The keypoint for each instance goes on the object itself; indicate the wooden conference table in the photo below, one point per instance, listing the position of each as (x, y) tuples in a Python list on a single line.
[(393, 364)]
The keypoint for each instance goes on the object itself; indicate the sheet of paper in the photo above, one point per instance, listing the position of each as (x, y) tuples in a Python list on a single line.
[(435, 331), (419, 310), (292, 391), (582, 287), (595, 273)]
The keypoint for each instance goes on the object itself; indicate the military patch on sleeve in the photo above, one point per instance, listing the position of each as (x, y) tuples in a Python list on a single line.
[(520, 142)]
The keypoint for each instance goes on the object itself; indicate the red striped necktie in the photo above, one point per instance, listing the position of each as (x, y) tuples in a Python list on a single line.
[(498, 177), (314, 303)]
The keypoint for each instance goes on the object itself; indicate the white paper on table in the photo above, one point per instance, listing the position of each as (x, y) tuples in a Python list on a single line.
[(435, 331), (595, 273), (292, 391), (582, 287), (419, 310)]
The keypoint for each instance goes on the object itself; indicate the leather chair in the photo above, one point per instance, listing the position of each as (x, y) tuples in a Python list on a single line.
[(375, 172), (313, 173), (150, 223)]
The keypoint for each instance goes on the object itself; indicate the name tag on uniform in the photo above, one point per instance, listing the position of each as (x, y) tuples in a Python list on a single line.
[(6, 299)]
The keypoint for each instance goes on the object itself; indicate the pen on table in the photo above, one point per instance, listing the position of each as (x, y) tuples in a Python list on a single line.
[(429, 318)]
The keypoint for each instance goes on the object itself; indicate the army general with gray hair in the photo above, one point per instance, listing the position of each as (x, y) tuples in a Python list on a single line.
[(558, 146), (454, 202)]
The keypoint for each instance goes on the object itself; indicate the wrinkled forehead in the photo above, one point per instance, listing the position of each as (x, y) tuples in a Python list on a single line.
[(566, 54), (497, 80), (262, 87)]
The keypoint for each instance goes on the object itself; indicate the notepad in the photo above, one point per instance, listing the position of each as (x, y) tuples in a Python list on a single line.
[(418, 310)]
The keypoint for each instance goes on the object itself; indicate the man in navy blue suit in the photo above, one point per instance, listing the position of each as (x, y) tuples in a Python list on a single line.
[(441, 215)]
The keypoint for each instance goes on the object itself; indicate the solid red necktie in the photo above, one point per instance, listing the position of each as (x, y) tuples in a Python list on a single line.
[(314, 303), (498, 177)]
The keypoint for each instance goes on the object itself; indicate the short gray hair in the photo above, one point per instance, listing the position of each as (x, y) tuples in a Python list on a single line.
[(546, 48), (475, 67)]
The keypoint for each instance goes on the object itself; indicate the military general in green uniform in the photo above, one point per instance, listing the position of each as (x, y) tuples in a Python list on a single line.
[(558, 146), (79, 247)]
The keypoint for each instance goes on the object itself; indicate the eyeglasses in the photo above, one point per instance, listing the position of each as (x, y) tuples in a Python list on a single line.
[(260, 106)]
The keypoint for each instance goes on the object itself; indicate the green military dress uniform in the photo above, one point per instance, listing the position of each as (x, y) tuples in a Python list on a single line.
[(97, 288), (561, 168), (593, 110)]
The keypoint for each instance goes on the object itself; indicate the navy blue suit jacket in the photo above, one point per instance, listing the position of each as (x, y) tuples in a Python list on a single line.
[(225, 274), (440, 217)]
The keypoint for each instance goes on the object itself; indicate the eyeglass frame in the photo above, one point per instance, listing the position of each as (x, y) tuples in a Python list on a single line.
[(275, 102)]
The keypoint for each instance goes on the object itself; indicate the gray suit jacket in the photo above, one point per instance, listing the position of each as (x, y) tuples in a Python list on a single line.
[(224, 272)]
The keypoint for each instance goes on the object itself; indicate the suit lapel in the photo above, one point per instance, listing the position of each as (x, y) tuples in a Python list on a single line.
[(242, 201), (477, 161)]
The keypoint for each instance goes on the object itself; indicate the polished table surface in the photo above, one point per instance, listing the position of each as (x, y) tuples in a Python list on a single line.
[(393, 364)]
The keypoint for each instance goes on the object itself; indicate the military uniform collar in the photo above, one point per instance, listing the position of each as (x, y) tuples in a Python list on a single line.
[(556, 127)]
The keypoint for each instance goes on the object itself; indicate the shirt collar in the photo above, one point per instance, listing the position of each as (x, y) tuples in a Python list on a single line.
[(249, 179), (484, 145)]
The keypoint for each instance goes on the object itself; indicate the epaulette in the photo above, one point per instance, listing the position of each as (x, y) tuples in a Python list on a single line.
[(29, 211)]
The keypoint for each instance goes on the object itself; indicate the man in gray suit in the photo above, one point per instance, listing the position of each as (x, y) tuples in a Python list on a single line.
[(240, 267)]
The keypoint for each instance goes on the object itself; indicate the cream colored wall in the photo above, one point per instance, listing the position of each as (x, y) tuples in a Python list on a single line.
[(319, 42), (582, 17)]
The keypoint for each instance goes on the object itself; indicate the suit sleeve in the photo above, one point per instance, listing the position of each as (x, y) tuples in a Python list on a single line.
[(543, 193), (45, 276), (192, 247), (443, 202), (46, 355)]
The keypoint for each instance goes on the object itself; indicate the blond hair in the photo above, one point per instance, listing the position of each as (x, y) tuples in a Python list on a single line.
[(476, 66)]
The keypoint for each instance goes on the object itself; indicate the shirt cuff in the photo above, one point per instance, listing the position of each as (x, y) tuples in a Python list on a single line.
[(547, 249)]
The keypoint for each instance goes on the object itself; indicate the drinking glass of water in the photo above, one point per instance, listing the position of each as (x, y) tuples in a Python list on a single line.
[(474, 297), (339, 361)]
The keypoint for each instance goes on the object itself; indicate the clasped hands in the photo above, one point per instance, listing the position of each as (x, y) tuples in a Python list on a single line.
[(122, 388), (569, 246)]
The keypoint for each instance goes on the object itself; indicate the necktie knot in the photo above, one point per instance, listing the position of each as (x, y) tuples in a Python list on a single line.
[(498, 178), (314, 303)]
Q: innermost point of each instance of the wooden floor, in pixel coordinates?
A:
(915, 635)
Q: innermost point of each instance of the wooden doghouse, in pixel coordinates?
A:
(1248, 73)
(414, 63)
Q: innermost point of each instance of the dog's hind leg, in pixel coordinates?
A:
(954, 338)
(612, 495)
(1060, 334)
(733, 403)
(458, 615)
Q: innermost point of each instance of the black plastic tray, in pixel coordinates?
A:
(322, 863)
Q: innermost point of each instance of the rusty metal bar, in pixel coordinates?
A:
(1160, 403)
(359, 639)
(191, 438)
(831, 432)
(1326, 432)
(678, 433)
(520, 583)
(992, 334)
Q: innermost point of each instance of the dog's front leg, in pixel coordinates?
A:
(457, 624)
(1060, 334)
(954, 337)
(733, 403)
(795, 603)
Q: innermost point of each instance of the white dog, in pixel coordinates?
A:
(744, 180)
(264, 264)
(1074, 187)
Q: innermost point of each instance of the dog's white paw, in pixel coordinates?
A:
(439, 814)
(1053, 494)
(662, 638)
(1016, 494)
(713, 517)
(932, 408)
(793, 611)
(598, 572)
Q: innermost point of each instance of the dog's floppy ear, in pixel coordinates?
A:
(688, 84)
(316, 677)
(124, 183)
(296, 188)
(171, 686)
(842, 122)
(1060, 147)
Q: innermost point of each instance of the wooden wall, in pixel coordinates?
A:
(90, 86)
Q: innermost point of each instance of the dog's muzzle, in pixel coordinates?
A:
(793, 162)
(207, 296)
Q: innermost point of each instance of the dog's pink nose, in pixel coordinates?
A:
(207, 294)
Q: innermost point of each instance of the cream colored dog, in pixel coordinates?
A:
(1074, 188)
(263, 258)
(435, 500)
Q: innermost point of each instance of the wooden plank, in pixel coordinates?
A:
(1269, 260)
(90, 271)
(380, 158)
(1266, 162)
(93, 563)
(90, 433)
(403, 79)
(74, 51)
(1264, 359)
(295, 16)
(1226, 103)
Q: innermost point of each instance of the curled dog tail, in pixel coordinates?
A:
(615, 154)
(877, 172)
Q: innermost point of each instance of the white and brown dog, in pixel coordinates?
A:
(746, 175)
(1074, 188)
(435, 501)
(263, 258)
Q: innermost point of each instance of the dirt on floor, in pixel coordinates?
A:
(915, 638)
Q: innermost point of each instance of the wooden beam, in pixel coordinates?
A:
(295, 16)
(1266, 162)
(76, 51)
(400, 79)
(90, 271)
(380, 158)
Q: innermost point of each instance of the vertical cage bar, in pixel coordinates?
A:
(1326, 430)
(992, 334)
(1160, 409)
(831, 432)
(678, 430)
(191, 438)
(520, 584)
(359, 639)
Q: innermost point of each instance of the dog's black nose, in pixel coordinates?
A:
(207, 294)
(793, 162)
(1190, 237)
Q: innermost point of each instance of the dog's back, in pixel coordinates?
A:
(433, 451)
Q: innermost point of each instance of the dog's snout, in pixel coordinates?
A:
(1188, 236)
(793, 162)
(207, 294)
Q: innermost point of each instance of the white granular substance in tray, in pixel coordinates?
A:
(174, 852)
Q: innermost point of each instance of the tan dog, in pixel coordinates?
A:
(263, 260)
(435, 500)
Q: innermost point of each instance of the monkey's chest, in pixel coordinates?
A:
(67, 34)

· · · · ·

WORK TO COMPLETE. Retype the rows above, starting with the line that contains "indicate the red" and stopping after the line that contains "[(435, 331), (595, 273), (292, 391), (582, 287), (419, 310)]".

EXERCISE RESPONSE.
The keypoint for each instance goes on the object itself; indicate the red striped necktie in the photo above, one point per instance, listing the position of each as (x, y) tuples in a Python list on a single line.
[(498, 177), (314, 303)]
The keypoint for each instance goes on the object itself; indicate the white paper on table in the photo above, one point per instance, listing the position of each as (x, y) tuples in a Python list on a single line.
[(435, 331), (595, 273), (292, 391), (582, 287), (419, 310)]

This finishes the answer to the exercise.